== Listed entries ==

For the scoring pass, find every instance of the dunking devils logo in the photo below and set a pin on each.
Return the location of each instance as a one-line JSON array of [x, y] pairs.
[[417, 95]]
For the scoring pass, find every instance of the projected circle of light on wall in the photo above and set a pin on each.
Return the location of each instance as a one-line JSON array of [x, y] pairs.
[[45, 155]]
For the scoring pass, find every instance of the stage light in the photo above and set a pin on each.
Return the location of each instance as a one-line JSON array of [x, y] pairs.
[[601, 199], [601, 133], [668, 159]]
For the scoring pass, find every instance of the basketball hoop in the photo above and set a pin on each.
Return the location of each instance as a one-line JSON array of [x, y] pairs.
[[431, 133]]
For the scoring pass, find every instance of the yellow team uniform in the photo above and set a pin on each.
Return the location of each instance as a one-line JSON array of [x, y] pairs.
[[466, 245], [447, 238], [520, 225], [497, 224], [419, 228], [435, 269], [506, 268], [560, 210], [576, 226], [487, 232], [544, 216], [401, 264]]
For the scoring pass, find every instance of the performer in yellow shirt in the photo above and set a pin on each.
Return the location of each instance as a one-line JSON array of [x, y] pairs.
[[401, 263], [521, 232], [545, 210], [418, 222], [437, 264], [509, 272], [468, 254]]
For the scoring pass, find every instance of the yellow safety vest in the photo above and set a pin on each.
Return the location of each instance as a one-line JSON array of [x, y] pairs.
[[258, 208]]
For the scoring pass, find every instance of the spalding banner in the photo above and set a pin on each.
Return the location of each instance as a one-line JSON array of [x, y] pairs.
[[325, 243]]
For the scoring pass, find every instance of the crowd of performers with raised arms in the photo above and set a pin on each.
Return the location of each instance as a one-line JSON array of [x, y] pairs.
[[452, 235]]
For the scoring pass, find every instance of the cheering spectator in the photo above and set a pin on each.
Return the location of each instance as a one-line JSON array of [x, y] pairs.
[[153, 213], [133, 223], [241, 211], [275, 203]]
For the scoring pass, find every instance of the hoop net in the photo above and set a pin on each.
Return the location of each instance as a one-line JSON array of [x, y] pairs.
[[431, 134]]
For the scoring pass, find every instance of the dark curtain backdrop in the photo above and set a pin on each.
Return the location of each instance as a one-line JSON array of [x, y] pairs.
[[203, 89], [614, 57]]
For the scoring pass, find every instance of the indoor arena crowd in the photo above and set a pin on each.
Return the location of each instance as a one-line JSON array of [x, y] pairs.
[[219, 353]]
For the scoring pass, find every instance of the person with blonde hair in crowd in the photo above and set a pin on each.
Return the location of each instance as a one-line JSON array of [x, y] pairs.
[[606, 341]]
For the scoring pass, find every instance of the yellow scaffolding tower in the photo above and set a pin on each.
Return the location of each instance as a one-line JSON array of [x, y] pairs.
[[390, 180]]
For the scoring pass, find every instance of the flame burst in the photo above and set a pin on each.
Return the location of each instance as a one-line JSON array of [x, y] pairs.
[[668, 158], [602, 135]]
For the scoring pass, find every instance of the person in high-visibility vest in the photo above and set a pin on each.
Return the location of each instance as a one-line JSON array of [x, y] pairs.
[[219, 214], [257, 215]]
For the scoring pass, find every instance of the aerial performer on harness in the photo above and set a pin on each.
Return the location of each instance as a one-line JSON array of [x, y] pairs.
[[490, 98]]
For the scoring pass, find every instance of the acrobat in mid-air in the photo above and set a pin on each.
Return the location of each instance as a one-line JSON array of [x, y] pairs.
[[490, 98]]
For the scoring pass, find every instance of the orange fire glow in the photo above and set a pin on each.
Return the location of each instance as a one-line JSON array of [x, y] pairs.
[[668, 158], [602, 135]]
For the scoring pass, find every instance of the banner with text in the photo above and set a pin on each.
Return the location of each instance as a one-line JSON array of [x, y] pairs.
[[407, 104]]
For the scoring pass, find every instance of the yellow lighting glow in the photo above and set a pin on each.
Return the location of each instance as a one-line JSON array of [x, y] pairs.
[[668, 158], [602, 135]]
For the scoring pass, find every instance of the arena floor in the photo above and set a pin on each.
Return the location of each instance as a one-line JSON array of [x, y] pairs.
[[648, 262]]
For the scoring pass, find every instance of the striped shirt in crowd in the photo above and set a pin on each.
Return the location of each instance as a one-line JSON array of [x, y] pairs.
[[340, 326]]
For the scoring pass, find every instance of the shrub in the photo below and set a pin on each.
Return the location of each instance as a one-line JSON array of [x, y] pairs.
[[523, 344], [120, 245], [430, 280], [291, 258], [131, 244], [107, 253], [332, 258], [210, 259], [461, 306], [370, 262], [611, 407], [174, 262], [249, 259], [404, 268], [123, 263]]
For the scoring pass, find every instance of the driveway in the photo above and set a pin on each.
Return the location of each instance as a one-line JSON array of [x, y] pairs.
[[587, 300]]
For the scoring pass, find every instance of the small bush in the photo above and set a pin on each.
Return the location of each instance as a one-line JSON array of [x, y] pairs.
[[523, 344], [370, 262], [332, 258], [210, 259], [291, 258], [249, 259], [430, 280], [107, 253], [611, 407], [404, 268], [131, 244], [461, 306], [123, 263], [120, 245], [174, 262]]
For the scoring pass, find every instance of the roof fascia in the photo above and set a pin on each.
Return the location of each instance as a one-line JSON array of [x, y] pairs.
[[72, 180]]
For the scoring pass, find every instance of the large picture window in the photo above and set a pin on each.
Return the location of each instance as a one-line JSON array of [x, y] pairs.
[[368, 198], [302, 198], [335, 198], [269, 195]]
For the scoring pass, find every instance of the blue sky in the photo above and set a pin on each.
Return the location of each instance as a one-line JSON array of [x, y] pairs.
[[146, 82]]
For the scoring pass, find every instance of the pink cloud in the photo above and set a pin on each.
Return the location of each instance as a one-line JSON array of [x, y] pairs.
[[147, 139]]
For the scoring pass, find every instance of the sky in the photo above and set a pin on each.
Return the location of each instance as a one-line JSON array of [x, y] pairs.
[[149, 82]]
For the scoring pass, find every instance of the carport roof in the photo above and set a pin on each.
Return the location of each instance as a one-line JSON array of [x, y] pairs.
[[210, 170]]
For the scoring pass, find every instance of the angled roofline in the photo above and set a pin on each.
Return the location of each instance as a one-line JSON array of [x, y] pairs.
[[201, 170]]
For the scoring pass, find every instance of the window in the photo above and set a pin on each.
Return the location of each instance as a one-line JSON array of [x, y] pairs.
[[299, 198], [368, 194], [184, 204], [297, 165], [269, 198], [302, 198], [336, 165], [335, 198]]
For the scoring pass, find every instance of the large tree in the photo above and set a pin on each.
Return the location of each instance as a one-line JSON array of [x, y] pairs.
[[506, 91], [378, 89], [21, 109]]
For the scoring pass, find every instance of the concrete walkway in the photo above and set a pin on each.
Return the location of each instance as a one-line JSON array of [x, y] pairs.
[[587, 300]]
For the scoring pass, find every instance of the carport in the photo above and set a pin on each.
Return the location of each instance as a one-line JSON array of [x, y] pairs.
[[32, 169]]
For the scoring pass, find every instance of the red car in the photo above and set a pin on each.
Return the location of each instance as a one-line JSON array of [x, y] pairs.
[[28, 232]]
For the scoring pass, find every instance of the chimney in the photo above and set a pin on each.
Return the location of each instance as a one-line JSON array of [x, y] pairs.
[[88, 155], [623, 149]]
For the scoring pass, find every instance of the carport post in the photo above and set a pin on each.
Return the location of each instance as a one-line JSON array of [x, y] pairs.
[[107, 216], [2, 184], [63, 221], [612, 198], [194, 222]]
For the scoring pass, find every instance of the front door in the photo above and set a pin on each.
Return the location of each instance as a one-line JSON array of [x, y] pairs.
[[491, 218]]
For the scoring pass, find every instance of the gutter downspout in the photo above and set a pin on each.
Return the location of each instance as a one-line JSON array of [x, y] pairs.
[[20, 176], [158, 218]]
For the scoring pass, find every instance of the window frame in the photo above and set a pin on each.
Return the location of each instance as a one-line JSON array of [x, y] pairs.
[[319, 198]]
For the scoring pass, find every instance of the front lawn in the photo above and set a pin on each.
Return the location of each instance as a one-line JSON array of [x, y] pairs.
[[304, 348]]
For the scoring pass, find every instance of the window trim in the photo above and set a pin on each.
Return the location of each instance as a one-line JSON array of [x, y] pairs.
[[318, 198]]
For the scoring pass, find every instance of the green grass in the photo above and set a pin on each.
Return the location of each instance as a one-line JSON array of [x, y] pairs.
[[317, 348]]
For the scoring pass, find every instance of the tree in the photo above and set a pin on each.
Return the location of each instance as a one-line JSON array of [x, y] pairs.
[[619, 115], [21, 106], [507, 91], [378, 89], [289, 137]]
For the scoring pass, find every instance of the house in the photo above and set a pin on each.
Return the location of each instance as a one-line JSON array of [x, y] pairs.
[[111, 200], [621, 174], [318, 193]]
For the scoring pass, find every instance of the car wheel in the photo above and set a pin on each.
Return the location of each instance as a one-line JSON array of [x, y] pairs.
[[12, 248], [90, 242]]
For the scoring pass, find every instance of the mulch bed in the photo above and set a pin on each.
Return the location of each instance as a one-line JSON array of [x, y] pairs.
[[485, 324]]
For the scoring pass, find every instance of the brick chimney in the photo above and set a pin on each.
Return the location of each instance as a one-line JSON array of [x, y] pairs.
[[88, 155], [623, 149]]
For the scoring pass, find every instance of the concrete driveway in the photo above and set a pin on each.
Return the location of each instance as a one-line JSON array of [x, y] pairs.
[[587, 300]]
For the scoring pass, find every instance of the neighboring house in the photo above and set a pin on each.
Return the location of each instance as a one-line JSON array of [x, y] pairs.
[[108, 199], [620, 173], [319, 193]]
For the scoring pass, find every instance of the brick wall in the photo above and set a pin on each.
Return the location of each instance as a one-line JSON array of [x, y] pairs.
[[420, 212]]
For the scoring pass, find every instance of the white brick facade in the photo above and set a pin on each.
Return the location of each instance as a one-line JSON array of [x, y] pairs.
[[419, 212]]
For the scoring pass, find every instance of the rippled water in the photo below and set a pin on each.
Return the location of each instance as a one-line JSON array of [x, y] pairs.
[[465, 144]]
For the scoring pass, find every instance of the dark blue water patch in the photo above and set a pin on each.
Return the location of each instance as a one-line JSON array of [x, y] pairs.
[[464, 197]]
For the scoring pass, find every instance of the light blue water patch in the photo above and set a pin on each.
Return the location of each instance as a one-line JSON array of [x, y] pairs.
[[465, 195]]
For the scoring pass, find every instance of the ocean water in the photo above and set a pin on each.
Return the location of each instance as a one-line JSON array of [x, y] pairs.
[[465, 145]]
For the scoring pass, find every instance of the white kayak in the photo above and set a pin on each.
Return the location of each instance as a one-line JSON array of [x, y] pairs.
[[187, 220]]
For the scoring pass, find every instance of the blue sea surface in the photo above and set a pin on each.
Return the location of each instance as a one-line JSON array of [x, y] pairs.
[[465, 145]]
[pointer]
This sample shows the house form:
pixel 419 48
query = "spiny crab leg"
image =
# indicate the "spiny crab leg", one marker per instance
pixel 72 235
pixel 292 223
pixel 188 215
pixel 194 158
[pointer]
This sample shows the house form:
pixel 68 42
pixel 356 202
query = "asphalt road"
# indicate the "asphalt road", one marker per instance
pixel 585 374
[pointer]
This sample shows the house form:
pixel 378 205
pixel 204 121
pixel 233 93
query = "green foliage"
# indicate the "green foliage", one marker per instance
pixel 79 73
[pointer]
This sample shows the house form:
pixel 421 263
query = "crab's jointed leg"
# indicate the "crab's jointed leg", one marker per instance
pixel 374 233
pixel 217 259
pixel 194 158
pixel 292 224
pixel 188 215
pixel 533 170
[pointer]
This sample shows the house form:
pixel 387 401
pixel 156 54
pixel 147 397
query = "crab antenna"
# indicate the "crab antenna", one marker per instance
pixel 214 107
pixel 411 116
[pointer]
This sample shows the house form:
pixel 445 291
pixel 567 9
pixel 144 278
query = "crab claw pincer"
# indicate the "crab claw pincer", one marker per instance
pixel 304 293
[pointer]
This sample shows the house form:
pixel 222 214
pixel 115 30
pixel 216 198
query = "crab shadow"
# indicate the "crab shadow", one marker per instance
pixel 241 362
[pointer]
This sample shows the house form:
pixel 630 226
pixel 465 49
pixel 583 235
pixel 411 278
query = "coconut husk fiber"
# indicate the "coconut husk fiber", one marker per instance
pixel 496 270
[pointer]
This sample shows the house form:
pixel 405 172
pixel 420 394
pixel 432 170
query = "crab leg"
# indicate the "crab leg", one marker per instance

===

- **Task directions**
Reproduce word for word the lines starting at the beginning of the records and running through the line containing "[[601, 199], [601, 133], [668, 159]]", with that line included.

- **Written response**
For the scoring pass, find every instance of the dunking devils logo in the photo below and set a pin on each.
Return the location of each instance as a one-line JSON array of [x, y] pairs.
[[417, 95]]
For the scoring pass, find every instance of the projected circle of light on wall in the photo above and set a pin on each.
Return the location of each instance as a one-line JSON array of [x, y] pairs.
[[45, 155]]
For the scoring pass, find every instance of the stage light in the photo above and set a pin on each.
Return the location of each instance as a one-line JSON array of [x, y] pairs.
[[601, 199], [601, 133], [668, 159]]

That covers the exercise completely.